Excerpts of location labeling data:
┄┄┄┄┄┄
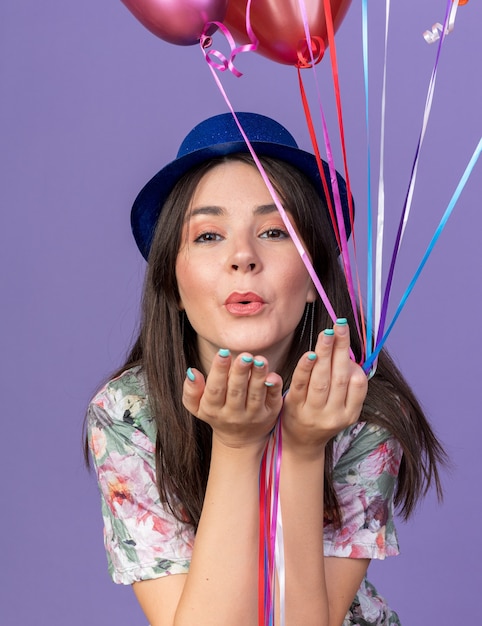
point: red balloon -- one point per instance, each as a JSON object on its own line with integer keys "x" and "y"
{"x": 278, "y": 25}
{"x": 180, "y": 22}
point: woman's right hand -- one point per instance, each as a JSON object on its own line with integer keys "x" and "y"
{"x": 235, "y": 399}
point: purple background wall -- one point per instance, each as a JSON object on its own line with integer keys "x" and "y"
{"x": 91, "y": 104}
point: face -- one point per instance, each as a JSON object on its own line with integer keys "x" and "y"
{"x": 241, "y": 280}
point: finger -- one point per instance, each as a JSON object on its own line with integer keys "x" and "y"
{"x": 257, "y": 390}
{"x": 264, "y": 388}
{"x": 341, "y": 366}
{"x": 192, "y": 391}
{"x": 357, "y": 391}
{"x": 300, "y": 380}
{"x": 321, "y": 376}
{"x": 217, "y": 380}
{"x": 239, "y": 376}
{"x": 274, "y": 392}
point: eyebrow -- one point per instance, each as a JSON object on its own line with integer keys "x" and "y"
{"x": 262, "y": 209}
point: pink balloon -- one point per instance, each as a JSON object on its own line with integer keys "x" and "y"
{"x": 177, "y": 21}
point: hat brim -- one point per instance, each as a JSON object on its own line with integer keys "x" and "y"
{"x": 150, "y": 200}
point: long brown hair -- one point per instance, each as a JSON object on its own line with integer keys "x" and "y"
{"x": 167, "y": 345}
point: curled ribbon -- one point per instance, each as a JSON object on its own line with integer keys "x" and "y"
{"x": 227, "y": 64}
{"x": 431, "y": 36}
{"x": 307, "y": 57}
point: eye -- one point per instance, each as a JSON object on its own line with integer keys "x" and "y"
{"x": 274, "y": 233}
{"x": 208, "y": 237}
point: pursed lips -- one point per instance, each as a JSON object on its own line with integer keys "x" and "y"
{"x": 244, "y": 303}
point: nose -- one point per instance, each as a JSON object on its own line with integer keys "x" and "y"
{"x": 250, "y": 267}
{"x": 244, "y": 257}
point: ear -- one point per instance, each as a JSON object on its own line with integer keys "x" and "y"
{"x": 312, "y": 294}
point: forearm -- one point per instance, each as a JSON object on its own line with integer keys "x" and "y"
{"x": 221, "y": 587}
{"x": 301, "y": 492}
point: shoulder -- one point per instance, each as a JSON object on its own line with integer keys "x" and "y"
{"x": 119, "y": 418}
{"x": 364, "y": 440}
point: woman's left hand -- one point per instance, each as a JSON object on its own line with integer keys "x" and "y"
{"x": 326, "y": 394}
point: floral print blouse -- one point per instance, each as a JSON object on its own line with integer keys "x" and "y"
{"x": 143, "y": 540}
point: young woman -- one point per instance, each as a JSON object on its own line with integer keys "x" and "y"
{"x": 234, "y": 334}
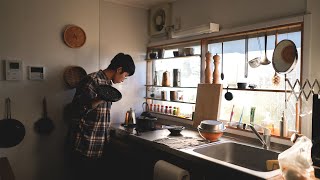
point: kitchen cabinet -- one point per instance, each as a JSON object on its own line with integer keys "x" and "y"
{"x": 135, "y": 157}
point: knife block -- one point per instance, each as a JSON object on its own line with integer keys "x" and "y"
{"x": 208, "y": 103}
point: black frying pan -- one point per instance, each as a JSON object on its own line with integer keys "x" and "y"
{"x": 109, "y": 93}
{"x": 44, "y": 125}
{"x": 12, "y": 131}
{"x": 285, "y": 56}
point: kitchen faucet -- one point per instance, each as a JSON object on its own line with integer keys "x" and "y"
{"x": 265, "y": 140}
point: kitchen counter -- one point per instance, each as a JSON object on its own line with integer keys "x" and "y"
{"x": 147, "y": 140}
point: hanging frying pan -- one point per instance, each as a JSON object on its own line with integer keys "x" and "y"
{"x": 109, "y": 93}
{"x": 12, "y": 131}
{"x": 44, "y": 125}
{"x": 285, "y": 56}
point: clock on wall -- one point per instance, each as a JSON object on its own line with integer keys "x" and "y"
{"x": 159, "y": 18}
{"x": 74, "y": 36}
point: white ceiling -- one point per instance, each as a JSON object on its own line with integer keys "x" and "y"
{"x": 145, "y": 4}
┄┄┄┄┄┄
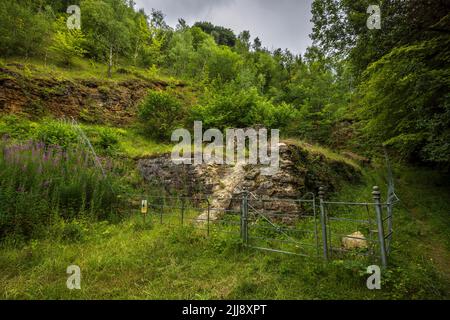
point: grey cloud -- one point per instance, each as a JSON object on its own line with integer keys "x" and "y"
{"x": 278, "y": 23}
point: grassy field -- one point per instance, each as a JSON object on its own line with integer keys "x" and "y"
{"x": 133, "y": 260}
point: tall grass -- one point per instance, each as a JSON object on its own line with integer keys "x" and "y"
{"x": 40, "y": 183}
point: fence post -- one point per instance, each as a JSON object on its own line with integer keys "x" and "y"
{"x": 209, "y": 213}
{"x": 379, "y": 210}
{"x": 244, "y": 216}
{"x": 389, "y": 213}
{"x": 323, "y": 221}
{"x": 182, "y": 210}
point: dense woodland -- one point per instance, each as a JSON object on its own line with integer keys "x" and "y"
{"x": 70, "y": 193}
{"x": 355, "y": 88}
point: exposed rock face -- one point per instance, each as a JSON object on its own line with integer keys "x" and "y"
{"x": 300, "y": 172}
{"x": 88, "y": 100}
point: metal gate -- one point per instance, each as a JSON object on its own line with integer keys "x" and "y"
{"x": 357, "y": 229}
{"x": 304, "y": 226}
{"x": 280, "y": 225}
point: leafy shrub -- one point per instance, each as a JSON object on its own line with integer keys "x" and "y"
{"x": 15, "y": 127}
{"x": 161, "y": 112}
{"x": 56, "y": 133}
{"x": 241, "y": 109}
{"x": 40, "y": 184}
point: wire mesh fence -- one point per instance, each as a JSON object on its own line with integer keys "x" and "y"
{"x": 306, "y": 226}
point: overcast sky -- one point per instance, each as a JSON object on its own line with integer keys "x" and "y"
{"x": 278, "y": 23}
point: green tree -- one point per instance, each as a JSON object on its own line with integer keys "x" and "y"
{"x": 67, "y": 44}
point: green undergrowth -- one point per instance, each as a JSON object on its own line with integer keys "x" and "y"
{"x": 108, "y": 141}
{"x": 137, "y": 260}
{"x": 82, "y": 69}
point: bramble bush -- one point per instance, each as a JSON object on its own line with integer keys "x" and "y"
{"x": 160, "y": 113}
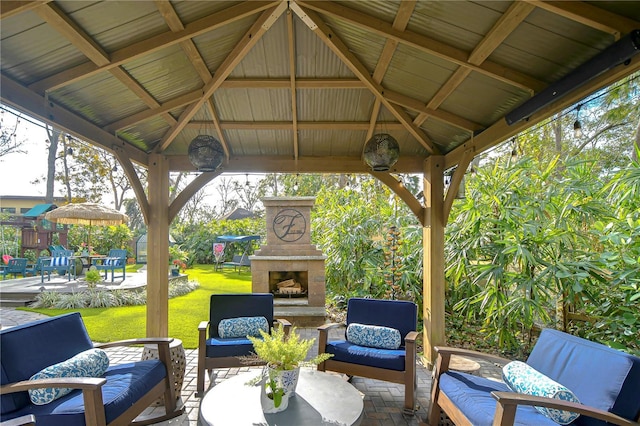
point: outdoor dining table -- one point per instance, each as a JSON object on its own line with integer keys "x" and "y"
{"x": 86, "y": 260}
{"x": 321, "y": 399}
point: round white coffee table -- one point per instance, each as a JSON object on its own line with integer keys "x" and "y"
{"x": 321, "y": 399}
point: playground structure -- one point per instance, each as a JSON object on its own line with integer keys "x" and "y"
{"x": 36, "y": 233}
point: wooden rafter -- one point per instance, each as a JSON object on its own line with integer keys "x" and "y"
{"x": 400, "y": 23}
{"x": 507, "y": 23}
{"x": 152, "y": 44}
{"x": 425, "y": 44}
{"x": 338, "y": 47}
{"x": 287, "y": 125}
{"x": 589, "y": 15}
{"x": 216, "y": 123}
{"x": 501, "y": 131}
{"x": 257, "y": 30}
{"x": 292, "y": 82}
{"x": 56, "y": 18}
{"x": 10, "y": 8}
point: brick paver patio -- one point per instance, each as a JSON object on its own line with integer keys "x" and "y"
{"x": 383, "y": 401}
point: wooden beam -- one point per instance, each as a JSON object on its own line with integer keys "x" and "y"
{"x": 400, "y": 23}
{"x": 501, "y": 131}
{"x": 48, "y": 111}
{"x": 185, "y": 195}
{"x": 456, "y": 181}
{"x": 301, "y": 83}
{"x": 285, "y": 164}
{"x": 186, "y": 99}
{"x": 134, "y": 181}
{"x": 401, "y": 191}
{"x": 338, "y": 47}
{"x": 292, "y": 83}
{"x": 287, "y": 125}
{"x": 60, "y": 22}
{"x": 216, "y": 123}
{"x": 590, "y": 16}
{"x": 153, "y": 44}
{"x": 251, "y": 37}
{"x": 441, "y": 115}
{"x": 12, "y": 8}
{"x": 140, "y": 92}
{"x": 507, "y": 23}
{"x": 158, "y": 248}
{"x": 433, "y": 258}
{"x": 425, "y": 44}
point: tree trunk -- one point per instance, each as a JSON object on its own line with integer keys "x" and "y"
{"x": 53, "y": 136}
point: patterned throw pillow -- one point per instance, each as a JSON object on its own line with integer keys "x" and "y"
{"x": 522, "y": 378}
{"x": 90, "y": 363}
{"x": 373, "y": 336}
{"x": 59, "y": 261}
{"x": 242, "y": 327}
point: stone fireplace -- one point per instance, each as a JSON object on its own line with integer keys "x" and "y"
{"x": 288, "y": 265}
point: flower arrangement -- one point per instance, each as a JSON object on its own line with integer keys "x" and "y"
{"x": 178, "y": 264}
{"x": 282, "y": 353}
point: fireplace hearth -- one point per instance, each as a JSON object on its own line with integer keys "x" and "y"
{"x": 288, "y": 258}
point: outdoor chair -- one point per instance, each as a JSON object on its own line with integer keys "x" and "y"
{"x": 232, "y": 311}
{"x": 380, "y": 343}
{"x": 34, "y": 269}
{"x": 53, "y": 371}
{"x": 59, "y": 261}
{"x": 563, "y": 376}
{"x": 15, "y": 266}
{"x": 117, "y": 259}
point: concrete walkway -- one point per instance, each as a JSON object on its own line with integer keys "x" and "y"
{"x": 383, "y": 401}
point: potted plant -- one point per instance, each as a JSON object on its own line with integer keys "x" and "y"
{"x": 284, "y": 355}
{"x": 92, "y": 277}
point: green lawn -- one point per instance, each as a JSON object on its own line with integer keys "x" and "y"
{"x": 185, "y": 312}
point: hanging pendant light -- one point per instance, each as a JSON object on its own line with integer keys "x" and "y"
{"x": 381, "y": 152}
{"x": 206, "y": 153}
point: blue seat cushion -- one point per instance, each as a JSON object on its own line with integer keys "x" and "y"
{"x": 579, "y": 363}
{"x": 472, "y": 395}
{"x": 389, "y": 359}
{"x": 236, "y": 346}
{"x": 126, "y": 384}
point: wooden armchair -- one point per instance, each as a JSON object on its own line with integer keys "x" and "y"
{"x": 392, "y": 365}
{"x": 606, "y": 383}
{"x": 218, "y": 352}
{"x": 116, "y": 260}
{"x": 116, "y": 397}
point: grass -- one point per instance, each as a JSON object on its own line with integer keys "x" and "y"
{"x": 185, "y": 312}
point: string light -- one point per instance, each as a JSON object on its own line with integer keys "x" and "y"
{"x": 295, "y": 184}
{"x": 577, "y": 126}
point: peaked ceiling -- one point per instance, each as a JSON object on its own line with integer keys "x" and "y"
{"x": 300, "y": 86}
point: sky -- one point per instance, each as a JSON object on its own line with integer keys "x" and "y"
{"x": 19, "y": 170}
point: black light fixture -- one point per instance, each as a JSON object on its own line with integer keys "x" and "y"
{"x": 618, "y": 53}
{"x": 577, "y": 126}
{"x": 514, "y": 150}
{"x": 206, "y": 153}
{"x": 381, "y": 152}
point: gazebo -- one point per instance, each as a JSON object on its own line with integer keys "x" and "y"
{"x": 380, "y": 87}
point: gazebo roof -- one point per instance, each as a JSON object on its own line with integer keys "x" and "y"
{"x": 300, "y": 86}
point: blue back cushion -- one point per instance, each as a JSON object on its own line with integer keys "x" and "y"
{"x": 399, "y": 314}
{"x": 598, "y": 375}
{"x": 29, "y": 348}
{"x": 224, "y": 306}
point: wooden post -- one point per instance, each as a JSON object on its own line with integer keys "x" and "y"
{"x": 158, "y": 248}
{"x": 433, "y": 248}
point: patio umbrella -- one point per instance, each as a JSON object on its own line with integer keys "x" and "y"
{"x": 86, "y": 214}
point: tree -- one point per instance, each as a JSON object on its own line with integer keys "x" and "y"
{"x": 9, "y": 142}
┄┄┄┄┄┄
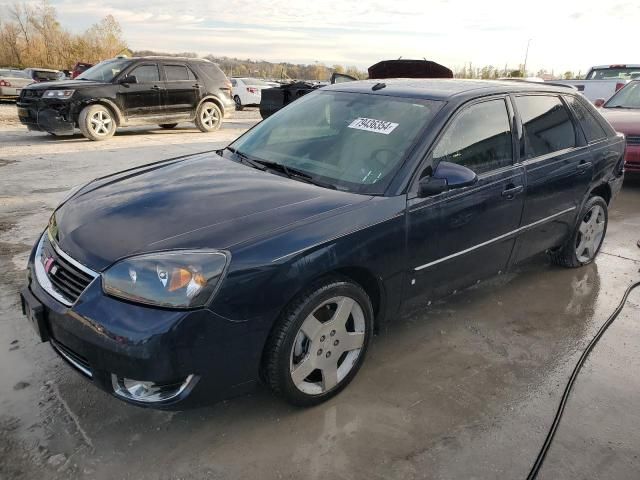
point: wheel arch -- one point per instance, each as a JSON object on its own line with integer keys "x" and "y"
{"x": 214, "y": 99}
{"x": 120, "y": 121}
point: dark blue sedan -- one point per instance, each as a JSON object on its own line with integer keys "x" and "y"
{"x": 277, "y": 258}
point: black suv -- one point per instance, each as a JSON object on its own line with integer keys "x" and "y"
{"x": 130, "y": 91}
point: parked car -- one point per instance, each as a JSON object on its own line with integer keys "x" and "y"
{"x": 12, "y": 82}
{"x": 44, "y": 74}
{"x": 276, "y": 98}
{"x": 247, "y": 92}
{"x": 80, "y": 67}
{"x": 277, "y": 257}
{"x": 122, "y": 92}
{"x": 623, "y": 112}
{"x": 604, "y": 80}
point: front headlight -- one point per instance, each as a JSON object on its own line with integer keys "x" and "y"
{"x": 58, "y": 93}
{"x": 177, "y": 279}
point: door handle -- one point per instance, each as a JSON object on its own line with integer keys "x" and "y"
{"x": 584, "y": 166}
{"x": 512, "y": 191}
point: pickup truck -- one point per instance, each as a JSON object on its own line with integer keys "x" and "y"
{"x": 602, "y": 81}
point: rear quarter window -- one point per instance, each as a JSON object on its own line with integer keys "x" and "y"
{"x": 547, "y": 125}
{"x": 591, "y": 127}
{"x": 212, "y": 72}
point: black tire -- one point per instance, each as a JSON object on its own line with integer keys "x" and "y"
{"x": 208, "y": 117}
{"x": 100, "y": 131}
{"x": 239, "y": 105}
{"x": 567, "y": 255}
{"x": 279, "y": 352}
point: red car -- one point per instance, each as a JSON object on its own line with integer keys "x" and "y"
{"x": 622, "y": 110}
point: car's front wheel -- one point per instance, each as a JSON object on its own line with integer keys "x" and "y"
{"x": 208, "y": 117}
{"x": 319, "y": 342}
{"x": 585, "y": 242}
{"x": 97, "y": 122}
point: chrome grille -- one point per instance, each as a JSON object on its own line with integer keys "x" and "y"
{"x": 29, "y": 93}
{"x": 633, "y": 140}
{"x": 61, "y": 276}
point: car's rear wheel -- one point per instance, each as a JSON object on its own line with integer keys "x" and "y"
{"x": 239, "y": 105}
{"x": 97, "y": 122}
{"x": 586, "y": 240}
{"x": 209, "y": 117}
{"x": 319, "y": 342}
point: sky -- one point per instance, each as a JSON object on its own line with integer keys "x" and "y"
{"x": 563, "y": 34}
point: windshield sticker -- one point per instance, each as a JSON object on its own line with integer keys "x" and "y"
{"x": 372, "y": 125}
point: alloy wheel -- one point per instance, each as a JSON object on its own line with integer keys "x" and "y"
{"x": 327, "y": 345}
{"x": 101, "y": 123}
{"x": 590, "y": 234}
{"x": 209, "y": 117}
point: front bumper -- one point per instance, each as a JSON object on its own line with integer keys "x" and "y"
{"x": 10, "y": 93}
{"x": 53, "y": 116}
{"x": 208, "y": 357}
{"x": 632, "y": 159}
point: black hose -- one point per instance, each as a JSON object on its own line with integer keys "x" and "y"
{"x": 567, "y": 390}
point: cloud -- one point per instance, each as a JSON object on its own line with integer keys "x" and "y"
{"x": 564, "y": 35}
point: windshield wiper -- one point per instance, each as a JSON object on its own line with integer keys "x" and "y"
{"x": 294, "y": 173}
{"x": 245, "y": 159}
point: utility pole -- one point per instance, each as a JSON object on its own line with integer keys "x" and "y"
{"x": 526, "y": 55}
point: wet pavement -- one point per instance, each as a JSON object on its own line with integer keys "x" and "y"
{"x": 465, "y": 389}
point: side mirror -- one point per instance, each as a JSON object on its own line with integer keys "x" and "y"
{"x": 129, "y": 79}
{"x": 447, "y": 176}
┄┄┄┄┄┄
Your instructions: Gather every line of the data above that contains the word "outdoor", matching case exactly. Copy each such line in full.

Answer to the exercise:
point: outdoor dining table -- one point per instance, each as a JSON object on its own line with integer keys "x" and "y"
point: outdoor chair -- one point per instance, each as a JSON object on its own line with integer keys "x" and "y"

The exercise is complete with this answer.